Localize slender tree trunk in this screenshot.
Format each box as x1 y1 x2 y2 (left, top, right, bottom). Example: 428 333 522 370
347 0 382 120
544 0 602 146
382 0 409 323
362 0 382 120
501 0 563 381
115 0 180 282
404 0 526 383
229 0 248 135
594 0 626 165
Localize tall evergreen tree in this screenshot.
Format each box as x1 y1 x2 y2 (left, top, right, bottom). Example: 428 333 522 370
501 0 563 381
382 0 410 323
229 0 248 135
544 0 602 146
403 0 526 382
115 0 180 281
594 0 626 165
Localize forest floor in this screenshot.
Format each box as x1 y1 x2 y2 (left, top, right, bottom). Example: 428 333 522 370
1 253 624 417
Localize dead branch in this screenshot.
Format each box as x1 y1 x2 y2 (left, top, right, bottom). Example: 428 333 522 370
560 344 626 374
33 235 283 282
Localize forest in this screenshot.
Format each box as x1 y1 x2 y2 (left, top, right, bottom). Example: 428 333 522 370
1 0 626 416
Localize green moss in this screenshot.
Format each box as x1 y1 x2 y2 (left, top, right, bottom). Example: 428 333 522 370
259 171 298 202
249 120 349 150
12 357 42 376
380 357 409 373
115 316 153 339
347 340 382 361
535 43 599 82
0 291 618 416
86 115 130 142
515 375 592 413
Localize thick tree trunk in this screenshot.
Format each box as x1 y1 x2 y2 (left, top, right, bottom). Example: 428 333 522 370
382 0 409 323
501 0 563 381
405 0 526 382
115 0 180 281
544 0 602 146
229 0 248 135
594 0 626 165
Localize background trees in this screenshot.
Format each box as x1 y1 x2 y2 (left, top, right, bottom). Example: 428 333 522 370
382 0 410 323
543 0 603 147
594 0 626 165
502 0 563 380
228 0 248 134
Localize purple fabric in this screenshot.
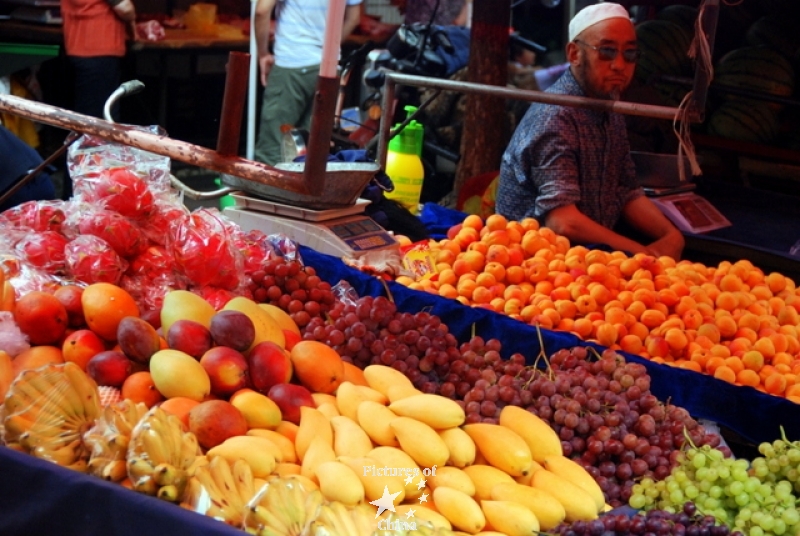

◇ ◇ ◇ ◇ ◇

Select the lines in this material that hold the word "forest", leaving none out.

Solution to this task.
Localize forest floor in this screenshot.
Localize forest in this screenshot.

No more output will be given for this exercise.